Excerpt to read: Begin

When Michelle Fischer, chief executive officer of Columbia Hospitals in Springfield, convened a meeting of department heads at 8 a.m. July 13, she was joined by Cox President and CEO Larry Wallis and two other Cox executives.

It was, Fischer said, the first time the Cox executives had been in the 3535 S. National building that their hospital had been negotiating to acquire for about seven months.

So secret were negotiations on the deal that will close Aug. 1, she said, that Cox brass had not previously set foot in the building adjacent to Cox's south campus.

Fischer, at the morning's meeting, could come clean with hospital staff and physicians about details of the long-rumored acquisition. Up until that point, Fischer said, she called on the hospital's employees to trust that their interests were being represented in the negotiations.

She had been for months constrained from saying anything other than that exclusive negotiations were under way with another hospital entity in Springfield.

The day started at 7 a.m. with faxes to Columbia's board of trustees and its medical executive, heralding the official announcement of the acquisition. After the 8 o'clock meeting at Columbia, a similar meeting was held with department heads at Cox at 9:30 a.m., preceding an 11 a.m. news conference.

Meetings with employees of Columbia South followed at 1 p.m., with similar meetings at the hospital's northside location at 3 p.m.

The frenetic day capped a year of uncertainty for physicians and staff, since corporate changes with the Nashville-based hospital company signaled its Springfield operations would likely be sold.

"We knew a year ago this month, when Columbia leadership changed hands, that there would be change here," Fischer said. "I made the assumption knowing that full well" local operations would be sold.

Excerpt to read: End
Given entries: Begin

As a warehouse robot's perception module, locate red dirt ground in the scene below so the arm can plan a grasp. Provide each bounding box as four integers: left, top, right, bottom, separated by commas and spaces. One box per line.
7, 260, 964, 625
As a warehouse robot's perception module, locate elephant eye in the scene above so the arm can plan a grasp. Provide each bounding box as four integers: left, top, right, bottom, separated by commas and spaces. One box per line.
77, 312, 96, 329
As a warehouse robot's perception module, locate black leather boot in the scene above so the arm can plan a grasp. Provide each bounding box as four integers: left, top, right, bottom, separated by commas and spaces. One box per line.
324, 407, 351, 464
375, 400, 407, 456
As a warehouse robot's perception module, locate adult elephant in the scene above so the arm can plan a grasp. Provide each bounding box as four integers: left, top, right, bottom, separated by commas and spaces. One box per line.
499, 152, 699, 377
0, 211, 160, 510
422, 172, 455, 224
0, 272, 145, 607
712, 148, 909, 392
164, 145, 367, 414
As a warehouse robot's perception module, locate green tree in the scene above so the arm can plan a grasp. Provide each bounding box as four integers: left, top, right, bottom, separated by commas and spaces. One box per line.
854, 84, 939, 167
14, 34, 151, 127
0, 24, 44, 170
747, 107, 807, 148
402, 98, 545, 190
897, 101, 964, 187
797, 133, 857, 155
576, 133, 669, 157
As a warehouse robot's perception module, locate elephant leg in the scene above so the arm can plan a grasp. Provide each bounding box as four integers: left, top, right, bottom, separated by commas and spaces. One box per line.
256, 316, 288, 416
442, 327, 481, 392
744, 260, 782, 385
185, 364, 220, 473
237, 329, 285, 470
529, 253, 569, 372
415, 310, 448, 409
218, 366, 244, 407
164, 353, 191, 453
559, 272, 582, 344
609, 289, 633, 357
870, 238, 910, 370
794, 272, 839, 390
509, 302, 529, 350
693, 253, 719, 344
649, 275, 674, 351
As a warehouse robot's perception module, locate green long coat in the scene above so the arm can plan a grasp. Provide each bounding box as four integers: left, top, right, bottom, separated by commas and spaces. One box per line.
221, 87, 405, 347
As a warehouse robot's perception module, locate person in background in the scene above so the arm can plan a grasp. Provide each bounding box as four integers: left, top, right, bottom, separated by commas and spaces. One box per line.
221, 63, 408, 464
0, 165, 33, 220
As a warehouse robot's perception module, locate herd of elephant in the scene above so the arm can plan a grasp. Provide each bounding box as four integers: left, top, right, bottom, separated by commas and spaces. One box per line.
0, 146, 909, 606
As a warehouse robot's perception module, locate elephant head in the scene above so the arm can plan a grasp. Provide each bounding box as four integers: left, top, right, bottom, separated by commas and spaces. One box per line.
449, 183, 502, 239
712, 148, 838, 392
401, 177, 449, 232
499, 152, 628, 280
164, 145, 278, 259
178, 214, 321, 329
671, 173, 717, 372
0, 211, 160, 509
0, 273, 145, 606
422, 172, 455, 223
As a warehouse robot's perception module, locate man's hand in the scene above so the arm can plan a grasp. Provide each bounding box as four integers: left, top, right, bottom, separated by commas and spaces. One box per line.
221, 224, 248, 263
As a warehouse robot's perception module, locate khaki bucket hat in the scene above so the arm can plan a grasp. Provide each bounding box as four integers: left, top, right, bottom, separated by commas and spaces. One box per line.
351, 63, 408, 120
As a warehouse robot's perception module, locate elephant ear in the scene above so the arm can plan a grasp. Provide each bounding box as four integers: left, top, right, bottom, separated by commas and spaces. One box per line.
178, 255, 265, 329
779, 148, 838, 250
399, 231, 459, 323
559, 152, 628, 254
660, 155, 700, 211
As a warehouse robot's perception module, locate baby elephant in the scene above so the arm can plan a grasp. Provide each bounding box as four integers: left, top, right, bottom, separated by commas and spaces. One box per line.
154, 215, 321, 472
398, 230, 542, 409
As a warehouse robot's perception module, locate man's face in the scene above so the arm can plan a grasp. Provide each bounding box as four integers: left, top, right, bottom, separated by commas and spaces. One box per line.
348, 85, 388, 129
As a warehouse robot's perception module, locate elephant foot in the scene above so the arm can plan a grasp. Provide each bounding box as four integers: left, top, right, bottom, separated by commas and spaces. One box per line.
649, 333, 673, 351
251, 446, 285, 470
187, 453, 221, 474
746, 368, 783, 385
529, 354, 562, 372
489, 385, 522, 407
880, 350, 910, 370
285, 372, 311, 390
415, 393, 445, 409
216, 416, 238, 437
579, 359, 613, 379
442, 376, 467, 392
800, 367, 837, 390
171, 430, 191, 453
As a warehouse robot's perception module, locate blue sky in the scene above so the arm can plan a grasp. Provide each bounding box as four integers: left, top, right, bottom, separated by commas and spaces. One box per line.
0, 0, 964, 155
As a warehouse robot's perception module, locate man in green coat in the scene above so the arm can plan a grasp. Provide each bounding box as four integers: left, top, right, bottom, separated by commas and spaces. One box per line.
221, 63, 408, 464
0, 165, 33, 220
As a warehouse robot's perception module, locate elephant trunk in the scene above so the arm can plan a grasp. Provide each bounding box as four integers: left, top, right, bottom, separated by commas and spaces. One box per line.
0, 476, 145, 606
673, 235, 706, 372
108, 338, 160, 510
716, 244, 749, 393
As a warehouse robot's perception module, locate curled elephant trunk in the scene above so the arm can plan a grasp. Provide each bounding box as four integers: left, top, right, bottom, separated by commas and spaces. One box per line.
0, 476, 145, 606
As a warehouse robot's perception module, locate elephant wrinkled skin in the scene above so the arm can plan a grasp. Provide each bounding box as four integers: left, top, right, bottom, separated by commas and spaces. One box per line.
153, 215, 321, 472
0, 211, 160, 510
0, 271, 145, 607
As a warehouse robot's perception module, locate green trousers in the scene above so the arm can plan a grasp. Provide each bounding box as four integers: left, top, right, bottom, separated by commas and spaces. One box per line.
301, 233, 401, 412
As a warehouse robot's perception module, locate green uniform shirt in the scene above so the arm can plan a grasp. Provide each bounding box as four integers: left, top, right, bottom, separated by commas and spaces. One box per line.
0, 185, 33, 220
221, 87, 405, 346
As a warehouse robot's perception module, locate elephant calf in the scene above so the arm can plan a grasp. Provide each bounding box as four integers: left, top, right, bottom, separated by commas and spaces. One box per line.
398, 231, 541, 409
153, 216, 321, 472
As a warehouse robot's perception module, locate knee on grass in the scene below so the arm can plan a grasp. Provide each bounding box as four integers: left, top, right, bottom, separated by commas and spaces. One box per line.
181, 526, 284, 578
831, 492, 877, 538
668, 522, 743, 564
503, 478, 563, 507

Given entries: End

> _Work to complete_
Please transcribe the passage of the hospital acquisition article above, starting at "Fischer, at the" and ending at "in the negotiations.".

> _Expected output_
Fischer, at the morning's meeting, could come clean with hospital staff and physicians about details of the long-rumored acquisition. Up until that point, Fischer said, she called on the hospital's employees to trust that their interests were being represented in the negotiations.